ACTIVITY → Transcribe the lines below exactly. No image belongs in the transcription.

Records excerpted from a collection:
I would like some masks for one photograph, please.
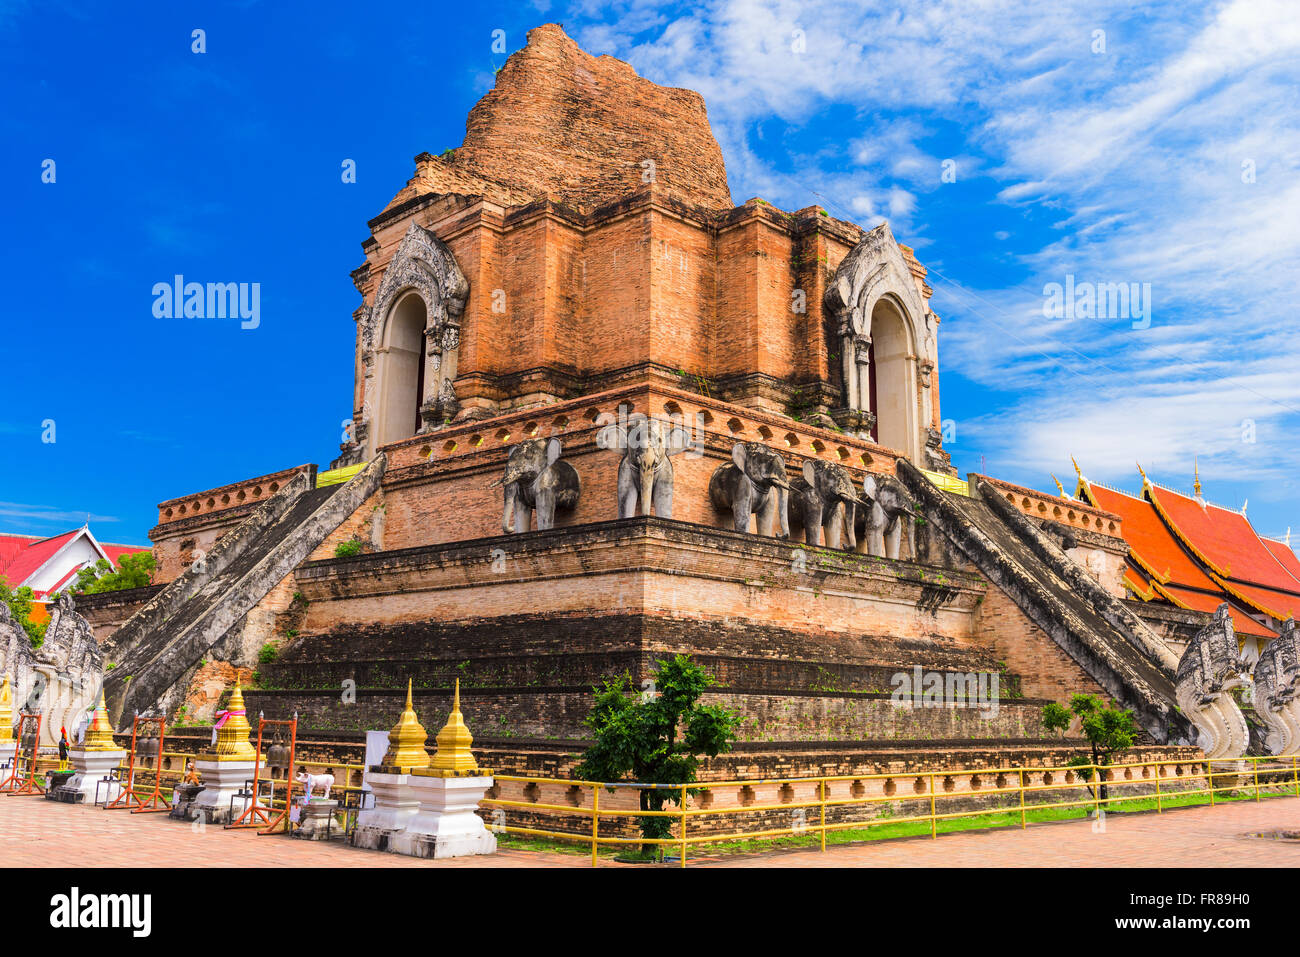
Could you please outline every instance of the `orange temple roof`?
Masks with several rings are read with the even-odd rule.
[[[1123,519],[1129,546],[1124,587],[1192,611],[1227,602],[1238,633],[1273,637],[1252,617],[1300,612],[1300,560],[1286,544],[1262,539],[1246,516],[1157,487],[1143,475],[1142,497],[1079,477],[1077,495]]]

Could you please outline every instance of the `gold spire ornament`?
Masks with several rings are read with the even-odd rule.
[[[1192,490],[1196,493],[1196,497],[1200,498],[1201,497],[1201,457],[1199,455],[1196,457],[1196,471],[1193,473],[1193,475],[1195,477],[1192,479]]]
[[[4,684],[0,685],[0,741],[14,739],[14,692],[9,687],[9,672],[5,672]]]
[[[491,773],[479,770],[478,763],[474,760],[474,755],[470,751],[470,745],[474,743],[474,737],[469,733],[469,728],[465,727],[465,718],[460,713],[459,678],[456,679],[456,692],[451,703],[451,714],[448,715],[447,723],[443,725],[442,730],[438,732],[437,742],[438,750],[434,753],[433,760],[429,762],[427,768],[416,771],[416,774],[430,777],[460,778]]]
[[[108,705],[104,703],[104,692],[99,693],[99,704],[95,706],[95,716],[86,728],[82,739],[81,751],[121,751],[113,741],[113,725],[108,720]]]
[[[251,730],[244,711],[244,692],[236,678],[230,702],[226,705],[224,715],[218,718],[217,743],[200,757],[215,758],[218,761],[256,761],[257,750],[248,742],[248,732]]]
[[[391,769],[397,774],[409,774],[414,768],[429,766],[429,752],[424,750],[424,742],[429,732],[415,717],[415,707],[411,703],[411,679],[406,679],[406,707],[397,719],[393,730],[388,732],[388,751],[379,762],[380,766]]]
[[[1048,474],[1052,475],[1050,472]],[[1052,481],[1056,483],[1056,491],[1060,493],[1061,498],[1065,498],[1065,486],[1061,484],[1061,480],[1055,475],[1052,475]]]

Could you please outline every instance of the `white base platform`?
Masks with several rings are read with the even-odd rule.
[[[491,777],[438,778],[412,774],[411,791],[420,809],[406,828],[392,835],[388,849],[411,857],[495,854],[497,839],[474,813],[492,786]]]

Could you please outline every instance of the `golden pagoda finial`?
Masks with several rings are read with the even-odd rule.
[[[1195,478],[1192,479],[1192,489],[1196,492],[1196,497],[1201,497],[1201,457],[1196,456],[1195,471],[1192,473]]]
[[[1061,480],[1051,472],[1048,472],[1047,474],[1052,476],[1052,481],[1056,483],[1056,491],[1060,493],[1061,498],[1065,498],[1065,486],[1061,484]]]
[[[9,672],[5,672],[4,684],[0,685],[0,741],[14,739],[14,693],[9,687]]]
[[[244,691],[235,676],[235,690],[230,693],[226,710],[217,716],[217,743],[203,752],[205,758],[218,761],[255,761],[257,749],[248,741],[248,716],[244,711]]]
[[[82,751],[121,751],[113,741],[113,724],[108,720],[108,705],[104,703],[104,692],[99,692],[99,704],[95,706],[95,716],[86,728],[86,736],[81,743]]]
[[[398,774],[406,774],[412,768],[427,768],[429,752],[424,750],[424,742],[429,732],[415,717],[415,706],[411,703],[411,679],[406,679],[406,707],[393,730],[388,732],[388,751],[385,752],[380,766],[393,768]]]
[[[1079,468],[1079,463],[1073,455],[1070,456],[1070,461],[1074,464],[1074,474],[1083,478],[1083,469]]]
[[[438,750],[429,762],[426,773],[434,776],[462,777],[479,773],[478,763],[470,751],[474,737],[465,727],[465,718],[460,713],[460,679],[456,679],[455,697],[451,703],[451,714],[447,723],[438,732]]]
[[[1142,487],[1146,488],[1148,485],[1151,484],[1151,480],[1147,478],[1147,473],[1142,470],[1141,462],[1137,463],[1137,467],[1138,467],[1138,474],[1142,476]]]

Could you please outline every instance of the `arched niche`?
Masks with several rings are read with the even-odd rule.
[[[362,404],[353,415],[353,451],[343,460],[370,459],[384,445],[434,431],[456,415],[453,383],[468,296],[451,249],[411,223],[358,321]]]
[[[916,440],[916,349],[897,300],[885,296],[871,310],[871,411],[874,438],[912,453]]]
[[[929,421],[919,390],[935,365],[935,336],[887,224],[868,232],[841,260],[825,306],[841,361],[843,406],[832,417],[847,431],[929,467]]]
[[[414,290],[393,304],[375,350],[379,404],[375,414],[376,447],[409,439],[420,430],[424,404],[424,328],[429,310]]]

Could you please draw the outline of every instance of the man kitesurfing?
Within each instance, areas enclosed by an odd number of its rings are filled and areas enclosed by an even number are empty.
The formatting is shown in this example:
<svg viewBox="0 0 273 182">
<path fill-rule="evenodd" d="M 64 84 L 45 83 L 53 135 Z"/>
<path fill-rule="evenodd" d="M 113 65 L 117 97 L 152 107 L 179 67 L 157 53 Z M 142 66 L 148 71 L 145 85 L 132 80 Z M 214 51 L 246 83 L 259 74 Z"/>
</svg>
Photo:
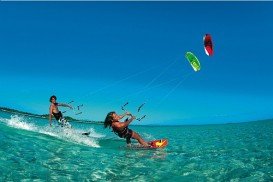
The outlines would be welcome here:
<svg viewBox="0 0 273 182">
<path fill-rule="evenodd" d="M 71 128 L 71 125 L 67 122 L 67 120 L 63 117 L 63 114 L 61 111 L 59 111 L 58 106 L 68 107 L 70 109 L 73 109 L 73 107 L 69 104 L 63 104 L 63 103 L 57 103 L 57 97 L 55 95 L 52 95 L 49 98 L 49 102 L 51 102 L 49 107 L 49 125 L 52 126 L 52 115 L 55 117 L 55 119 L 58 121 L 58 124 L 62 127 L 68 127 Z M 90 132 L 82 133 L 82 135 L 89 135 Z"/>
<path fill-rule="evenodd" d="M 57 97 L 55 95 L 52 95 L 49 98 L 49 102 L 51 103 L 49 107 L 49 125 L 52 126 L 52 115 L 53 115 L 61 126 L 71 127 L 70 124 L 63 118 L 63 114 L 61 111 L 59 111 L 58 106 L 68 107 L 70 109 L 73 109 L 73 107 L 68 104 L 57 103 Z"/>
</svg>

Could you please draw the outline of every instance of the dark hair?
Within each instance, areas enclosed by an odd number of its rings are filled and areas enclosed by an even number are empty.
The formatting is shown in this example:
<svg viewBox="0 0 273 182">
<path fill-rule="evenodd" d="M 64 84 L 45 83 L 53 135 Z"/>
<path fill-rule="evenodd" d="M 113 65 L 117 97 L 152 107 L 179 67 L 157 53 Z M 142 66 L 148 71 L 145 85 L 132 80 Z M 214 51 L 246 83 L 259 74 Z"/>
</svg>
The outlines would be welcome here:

SOLVED EXERCISE →
I would like some masks for one photograph, please.
Could you please outline every instance of the `orange temple roof`?
Masks with several rings are read with the even-odd rule.
[[[1123,519],[1129,546],[1124,587],[1192,611],[1227,602],[1238,633],[1273,637],[1252,617],[1300,612],[1300,560],[1286,544],[1262,539],[1246,516],[1157,487],[1143,475],[1142,497],[1079,477],[1077,495]]]

Could you please outline every instance of the `gold spire ornament`?
Masks with several rings are read with the even-odd rule.
[[[1192,490],[1196,493],[1196,497],[1200,498],[1201,497],[1201,457],[1199,455],[1196,457],[1196,471],[1193,473],[1193,475],[1195,477],[1192,479]]]
[[[4,684],[0,685],[0,741],[14,739],[14,692],[9,687],[9,672],[5,672]]]
[[[491,773],[479,770],[478,763],[474,760],[474,755],[470,751],[470,745],[474,743],[474,737],[469,733],[469,728],[465,727],[465,718],[460,713],[459,678],[456,679],[456,692],[451,703],[451,714],[448,715],[447,723],[443,725],[442,730],[438,732],[437,742],[438,750],[434,753],[433,760],[429,762],[427,768],[416,771],[416,774],[430,777],[460,778]]]
[[[108,705],[104,703],[104,692],[99,693],[99,704],[95,706],[95,716],[86,728],[82,739],[81,751],[121,751],[113,741],[113,725],[108,720]]]
[[[251,730],[244,711],[244,692],[236,678],[230,702],[226,705],[224,715],[218,718],[217,743],[200,757],[215,758],[218,761],[256,761],[257,750],[248,742],[248,732]]]
[[[391,769],[397,774],[409,774],[414,768],[429,766],[429,752],[424,750],[424,742],[429,732],[415,717],[415,707],[411,703],[411,679],[406,679],[406,707],[397,719],[393,730],[388,732],[388,751],[379,762],[380,766]]]
[[[1048,474],[1052,475],[1050,472]],[[1052,481],[1056,483],[1056,491],[1060,493],[1061,498],[1065,498],[1065,486],[1061,484],[1061,480],[1055,475],[1052,475]]]

Could you please outline every instance of the `white base platform`?
Masks with several rings are read with the even-odd rule.
[[[491,777],[438,778],[412,774],[411,791],[420,809],[406,828],[392,835],[388,849],[411,857],[495,854],[497,839],[474,813],[492,786]]]

Could you please outline every instance of the `golden pagoda finial`?
Masks with several rings are read with the even-odd rule.
[[[1195,478],[1192,479],[1192,489],[1196,492],[1196,497],[1201,497],[1201,457],[1196,456],[1195,471],[1192,473]]]
[[[1061,480],[1051,472],[1048,472],[1047,474],[1052,476],[1052,481],[1056,483],[1056,491],[1060,493],[1061,498],[1065,498],[1065,486],[1061,484]]]
[[[9,672],[5,672],[4,684],[0,685],[0,741],[14,739],[14,693],[9,687]]]
[[[244,691],[235,676],[235,690],[230,693],[226,710],[217,716],[217,743],[203,752],[205,758],[218,761],[255,761],[257,749],[248,741],[248,716],[244,711]]]
[[[82,751],[121,751],[113,741],[113,724],[108,720],[108,705],[104,703],[104,692],[99,692],[99,704],[95,706],[95,716],[86,728],[86,736],[81,743]]]
[[[398,774],[406,774],[412,768],[427,768],[429,752],[424,750],[424,742],[429,732],[415,717],[415,706],[411,703],[411,679],[406,679],[406,707],[393,730],[388,732],[388,751],[385,752],[380,766],[393,768]]]
[[[1079,468],[1079,463],[1073,455],[1070,456],[1070,461],[1074,464],[1074,474],[1083,478],[1083,469]]]
[[[438,750],[429,762],[426,773],[434,776],[462,777],[479,773],[478,763],[470,751],[474,737],[465,727],[465,718],[460,713],[460,679],[456,679],[455,697],[451,703],[451,714],[447,723],[438,732]]]
[[[1142,487],[1146,488],[1148,485],[1151,484],[1151,480],[1147,478],[1147,473],[1142,470],[1141,462],[1137,463],[1137,467],[1138,467],[1138,474],[1142,476]]]

Could you please outline every instance of the `arched niche`?
Masks with several rings are read with the even-odd rule.
[[[362,404],[353,415],[353,451],[343,460],[370,459],[384,445],[434,431],[456,415],[453,383],[468,296],[451,249],[411,223],[358,321]]]
[[[916,440],[916,349],[897,300],[885,296],[871,310],[871,411],[874,438],[912,453]]]
[[[929,421],[919,390],[935,365],[935,336],[887,224],[868,232],[841,260],[825,306],[841,361],[843,406],[832,417],[847,431],[929,467]]]
[[[414,290],[393,304],[375,350],[379,404],[375,414],[376,447],[409,439],[420,430],[424,404],[424,328],[429,310]]]

Could you please draw the outline of every instance of the man kitesurfing?
Within each instance, areas enclosed by an odd number of its rings are filled and areas enclosed by an even number are empty.
The formatting is shown in this example:
<svg viewBox="0 0 273 182">
<path fill-rule="evenodd" d="M 64 84 L 45 83 L 53 135 Z"/>
<path fill-rule="evenodd" d="M 113 65 L 117 97 L 152 107 L 179 67 L 157 53 Z M 142 66 L 148 71 L 145 85 L 132 80 Z M 214 51 L 246 83 L 259 74 Z"/>
</svg>
Photo:
The outlines would be welcome here:
<svg viewBox="0 0 273 182">
<path fill-rule="evenodd" d="M 71 128 L 71 125 L 67 122 L 67 120 L 63 117 L 63 114 L 61 111 L 59 111 L 58 106 L 68 107 L 70 109 L 73 109 L 73 107 L 69 104 L 63 104 L 63 103 L 57 103 L 57 97 L 55 95 L 52 95 L 49 98 L 49 102 L 51 102 L 49 107 L 49 125 L 52 126 L 52 115 L 55 117 L 55 119 L 58 121 L 58 124 L 62 127 L 68 127 Z M 90 132 L 82 133 L 82 135 L 89 135 Z"/>
<path fill-rule="evenodd" d="M 57 97 L 55 95 L 52 95 L 49 98 L 49 102 L 51 103 L 49 107 L 49 125 L 52 126 L 52 115 L 53 115 L 61 126 L 71 127 L 70 124 L 63 118 L 63 114 L 61 111 L 59 111 L 58 106 L 68 107 L 70 109 L 73 109 L 73 107 L 68 104 L 57 103 Z"/>
</svg>

Could you please draw the outline of every instance of the dark hair?
Within each instance, areas enclosed by an odd number of its rings are filled and areas enclosed by an even number are empty.
The formatting is shown in this example:
<svg viewBox="0 0 273 182">
<path fill-rule="evenodd" d="M 64 84 L 45 83 L 53 135 Z"/>
<path fill-rule="evenodd" d="M 113 65 L 117 97 L 152 107 L 179 67 L 157 53 Z M 142 66 L 148 71 L 145 85 L 132 80 Z M 214 51 L 246 83 L 259 74 Z"/>
</svg>
The outlines would be welcome here:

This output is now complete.